→ **所给文本**
【Spark九十五】Spark Shell操作Spark SQL

在Spark Shell上,通过创建HiveContext可以直接进行Hive操作


1. 操作Hive中已存在的表


[hadoop@hadoop bin]$ ./spark-shell
Spark assembly has been built with Hive, including Datanucleus jars on classpath
Welcome to
      ____              __
     / __/__  ___ _____/ /__
    _\ \/ _ \/ _ `/ __/  '_/
   /___/ .__/\_,_/_/ /_/\_\   version 1.2.0

Using Scala version 2.10.4 (Java HotSpot(TM) 64-Bit Server VM, Java 1.7.0_67)
Type in expressions to have them evaluated.
Type :help for more information.
Spark context available as sc.

scala> val sqlContext = new org.apache.spark.sql.hive.HiveContext(sc)
sqlContext: org.apache.spark.sql.hive.HiveContext = org.apache.spark.sql.hive.HiveContext@42503a9b

scala> sqlContext.sql("use default");
res1: org.apache.spark.sql.SchemaRDD = 
SchemaRDD[0] at RDD at SchemaRDD.scala:108
== Query Plan ==
<Native command: executed by Hive>

scala> sqlContext.sql("show tables");
res2: org.apache.spark.sql.SchemaRDD = 
SchemaRDD[2] at RDD at SchemaRDD.scala:108
== Query Plan ==
<Native command: executed by Hive>

scala> sqlContext.sql("show tables").collect;
res3: Array[org.apache.spark.sql.Row] = Array([abc], [avro_table], [employees], [invites], [my_word], [mytable1], [parquet_table], [table1], [word], [word3], [word4], [word5], [word6])

scala> sqlContext.sql("use default").collect;
res4: Array[org.apache.spark.sql.Row] = Array()

scala> sqlContext.sql("select * from word6")
res5: org.apache.spark.sql.SchemaRDD = 
SchemaRDD[8] at RDD at SchemaRDD.scala:108
== Query Plan ==
== Physical Plan ==
HiveTableScan [id#20,word#21], (MetastoreRelation default, word6, None), None

scala> sqlContext.sql("select * from word6").collect

→ **条目**
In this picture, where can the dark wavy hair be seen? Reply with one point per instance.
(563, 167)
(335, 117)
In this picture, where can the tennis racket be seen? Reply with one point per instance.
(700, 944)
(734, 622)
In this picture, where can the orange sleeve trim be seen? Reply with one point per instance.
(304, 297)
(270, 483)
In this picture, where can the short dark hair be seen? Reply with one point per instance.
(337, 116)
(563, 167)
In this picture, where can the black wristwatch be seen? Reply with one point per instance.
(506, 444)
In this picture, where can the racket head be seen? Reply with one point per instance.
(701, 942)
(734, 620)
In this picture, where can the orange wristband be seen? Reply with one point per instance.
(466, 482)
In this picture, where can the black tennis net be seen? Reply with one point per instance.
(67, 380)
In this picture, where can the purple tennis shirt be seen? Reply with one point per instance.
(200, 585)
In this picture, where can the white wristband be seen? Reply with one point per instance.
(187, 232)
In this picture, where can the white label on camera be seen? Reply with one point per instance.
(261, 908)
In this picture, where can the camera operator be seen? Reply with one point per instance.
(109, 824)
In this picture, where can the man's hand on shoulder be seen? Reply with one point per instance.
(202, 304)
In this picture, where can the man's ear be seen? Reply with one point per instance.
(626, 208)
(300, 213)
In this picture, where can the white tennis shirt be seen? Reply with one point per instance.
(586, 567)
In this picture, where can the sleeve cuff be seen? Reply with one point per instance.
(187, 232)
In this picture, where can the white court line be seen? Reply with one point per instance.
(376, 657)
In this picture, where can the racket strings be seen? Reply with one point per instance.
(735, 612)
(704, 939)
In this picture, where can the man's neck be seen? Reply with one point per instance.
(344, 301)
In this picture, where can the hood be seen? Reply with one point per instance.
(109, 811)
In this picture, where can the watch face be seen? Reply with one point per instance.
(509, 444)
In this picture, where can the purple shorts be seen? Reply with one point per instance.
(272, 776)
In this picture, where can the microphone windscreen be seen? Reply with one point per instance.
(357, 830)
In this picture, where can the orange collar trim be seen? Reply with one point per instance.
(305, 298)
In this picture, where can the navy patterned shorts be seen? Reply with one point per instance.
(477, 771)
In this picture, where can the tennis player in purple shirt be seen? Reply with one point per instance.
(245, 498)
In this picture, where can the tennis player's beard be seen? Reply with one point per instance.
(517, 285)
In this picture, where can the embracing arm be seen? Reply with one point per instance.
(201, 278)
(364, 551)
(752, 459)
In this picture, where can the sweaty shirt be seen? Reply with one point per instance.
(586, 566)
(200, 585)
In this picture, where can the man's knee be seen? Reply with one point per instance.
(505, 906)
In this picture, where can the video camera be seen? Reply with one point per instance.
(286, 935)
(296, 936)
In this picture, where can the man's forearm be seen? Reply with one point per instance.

→ **任务说明**
逐字输出所给文本中介于“Using Scala version”与“for more information.”之间的部分，首尾两处也包括在内。

→ **最终答案**
Using Scala version 2.10.4 (Java HotSpot(TM) 64-Bit Server VM, Java 1.7.0_67)
Type in expressions to have them evaluated.
Type :help for more information.